# [Parts of the exercise]
a - Can you write out the article on Navajo missions and glass slides from "Missionaries told these" up to and including "the past decade."?
b - How would the article on Navajo missions and glass slides go on? Continue it from its last sentence.

# [Document section]
================================

Navajo Missions and Glass Slides

Heritage Hall has several small collections of glass slides, sometimes called “magic lantern” slides. A couple of the collections seem to be the product of traveling in Europe, the traveler buying the slides (perhaps for use in a classroom) rather than photographing sites himself or herself.
Most of our glass slides are related to mission fields, however, in China and among Native Americans in the Southwest. I am most familiar with the slides related to missions done by the Christian Reformed Church (CRC) among Navajo and Zuni communities in New Mexico and Arizona.
Missionaries used these slides when they visited Christian Reformed congregations to describe their work and to encourage prayerful and financial support of it. They told their stories and stories about Navajo and Zuni converts and used a variety of media. Sometimes a Native American Christian went along with them and told his or her own story.
Missionaries told these stories in pamphlets and articles in denominational magazines, of course. But more evocative would have been images, from glass slides in the early twentieth century to film slides and documentary films by mid-century.
Glass slides date back to the 1700s when artists painted pictures on glass and used “magic lanterns” to project them. Showmen would tell stories to go with the slides. In the 1800s and 1900s, technology developed to print pictures onto slides, not just hand paint them.

Glass slide photographs date to the mid-1800s. Their heyday, when they became common and relatively cheap, was the 1890s to the 1930s. The slides were photographed in black and white and could be colored by hand. Film slides were invented in 1935 and quickly replaced glass slides. Digital images have largely replaced film slides in the past decade.

================================

# [Stored data]
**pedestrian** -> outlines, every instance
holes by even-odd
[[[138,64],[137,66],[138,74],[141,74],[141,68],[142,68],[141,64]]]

================================

# [Answers to each task]
a -
Missionaries told these stories in pamphlets and articles in denominational magazines, of course. But more evocative would have been images, from glass slides in the early twentieth century to film slides and documentary films by mid-century.
Glass slides date back to the 1700s when artists painted pictures on glass and used “magic lanterns” to project them. Showmen would tell stories to go with the slides. In the 1800s and 1900s, technology developed to print pictures onto slides, not just hand paint them.

Glass slide photographs date to the mid-1800s. Their heyday, when they became common and relatively cheap, was the 1890s to the 1930s. The slides were photographed in black and white and could be colored by hand. Film slides were invented in 1935 and quickly replaced glass slides. Digital images have largely replaced film slides in the past decade.

b -
The images you see in this blogpost are from glass slides used by CRC missionaries from the 1910s to the 1940s. They tell several stories.
One story is tourism. Some of the slides have “Sante Fe Railway” printed on the frame. The railroads in the U.S. and Canada promoted tourism in the West and build hotels near national parks and historic areas to get more passengers. Many of the slides we have were made by Edward H. Kemp and his wife Josephine Agnes Sparrow from the 1890s to the 1920s. They traveled around the U.S. photographing various regions. Many of their images are from the Southwest and depict Native peoples such as the Hopi and Navajo. Josephine Kemp wrote about their work and the people they photographed. They were just two artists among many women and men who made their livings photographing and painting landscapes and Native peoples in the West.
Photographs like those of the Kemps were made for tourists, among other audiences. They portrayed the landscape, historic sites of Native peoples (e.g., Anasazi ruins), and indigenous arts and crafts. They also depicted Native people themselves, usually in traditional garb and settings. Hotels, museums, and railroads in tourist areas sold them and also sold Native American artwork and crafts (e.g., blankets, rugs, pottery, and paintings).
The story the photos and paintings often told was of Native peoples dying off as cultures and traditions, inevitably giving way to modern life and industrial progress. The image of the Navajo men and horses looking at the sunset is a classic example of such an image, familiar in late-nineteenth and early-twentieth-century paintings and photographs. The setting sun, fading to darkness, represents a way of life passing away.
Only rarely did photographs depict Native people and communities adapting to modern life and retaining fundamental elements of their traditions and cultures. The cover image of the blog post, of a Navajo shepherd with sheep, is an example. Sometimes a photographer would “photoshop” out modern elements (e.g., photographer Edward Curtis blurring out a clock in a famous image of a Native father and son in a traditional setting and clothing).

Well-off middle tourists in the 1910s-1930s purchased artwork and crafts in large quantities. They were fascinated by the exotic landscape of the region and often drawn to what they saw as the “primitive” in Native arts and crafts. The irony is that Native peoples making and selling blankets, rugs, and pottery, or performing ceremonies and dances for tourists, were making their living in something profoundly modern and capitalist: the tourist industry.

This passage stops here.